### Material de entrada
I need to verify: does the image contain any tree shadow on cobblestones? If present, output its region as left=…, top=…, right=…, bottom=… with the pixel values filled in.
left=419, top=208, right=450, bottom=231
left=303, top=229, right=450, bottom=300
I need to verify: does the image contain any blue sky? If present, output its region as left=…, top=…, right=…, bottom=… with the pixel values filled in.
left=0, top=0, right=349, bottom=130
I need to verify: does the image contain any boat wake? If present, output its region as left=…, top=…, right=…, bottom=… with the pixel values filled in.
==
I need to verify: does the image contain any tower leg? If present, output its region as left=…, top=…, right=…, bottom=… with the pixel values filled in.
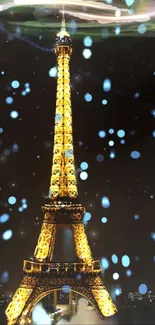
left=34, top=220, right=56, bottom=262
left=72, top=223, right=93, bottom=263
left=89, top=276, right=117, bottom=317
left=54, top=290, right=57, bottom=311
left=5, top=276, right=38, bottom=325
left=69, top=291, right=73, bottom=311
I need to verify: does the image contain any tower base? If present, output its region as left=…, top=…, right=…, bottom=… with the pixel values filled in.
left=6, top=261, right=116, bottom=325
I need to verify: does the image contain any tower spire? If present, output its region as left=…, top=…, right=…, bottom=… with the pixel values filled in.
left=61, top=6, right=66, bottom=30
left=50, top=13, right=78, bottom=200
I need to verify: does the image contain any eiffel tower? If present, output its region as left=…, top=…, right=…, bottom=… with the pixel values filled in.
...
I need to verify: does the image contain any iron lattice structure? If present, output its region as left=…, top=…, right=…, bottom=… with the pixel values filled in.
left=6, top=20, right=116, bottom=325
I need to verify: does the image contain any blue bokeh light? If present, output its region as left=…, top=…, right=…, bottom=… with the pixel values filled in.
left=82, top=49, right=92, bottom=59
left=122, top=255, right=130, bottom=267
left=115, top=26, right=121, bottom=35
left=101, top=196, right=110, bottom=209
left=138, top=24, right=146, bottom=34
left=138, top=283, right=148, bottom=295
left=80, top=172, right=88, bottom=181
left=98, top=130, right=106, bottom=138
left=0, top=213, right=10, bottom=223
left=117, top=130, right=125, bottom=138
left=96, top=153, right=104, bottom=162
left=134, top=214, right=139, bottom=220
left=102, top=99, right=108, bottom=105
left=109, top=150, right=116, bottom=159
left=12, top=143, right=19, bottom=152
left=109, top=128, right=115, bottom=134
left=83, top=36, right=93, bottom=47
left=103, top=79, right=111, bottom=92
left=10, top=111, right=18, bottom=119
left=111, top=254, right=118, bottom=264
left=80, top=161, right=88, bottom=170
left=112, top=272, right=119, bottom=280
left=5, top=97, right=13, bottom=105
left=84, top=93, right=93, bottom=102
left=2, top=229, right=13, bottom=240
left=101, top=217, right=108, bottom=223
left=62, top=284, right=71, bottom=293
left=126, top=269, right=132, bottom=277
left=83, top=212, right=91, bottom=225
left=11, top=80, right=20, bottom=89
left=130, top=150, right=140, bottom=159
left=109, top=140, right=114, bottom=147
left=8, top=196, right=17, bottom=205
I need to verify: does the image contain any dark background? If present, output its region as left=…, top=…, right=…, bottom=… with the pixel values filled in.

### Qué hacer
Pasa a una lista JSON de cadenas, con una cadena por línea y sin las líneas en blanco, el tramo que empieza en la línea que contiene "I need to verify: does the image contain any blue bokeh" y termina después de la línea que contiene "left=8, top=196, right=17, bottom=205". Incluye ambas líneas.

### Respuesta
[
  "I need to verify: does the image contain any blue bokeh light? If present, output its region as left=…, top=…, right=…, bottom=… with the pixel values filled in.",
  "left=82, top=49, right=92, bottom=59",
  "left=122, top=255, right=130, bottom=267",
  "left=115, top=26, right=121, bottom=35",
  "left=101, top=196, right=110, bottom=209",
  "left=138, top=24, right=146, bottom=34",
  "left=138, top=283, right=148, bottom=295",
  "left=80, top=172, right=88, bottom=181",
  "left=98, top=130, right=106, bottom=138",
  "left=0, top=213, right=10, bottom=223",
  "left=117, top=130, right=125, bottom=138",
  "left=96, top=153, right=104, bottom=162",
  "left=134, top=214, right=139, bottom=220",
  "left=102, top=99, right=108, bottom=105",
  "left=109, top=150, right=116, bottom=159",
  "left=12, top=143, right=19, bottom=152",
  "left=109, top=128, right=115, bottom=134",
  "left=83, top=36, right=93, bottom=47",
  "left=103, top=79, right=111, bottom=92",
  "left=10, top=111, right=18, bottom=119",
  "left=111, top=254, right=118, bottom=264",
  "left=80, top=161, right=88, bottom=170",
  "left=112, top=272, right=119, bottom=280",
  "left=5, top=97, right=13, bottom=105",
  "left=84, top=93, right=93, bottom=102",
  "left=2, top=229, right=13, bottom=240",
  "left=101, top=217, right=108, bottom=223",
  "left=62, top=284, right=71, bottom=293",
  "left=126, top=269, right=132, bottom=277",
  "left=83, top=212, right=91, bottom=225",
  "left=11, top=80, right=20, bottom=89",
  "left=130, top=150, right=140, bottom=159",
  "left=109, top=140, right=114, bottom=147",
  "left=8, top=196, right=17, bottom=205"
]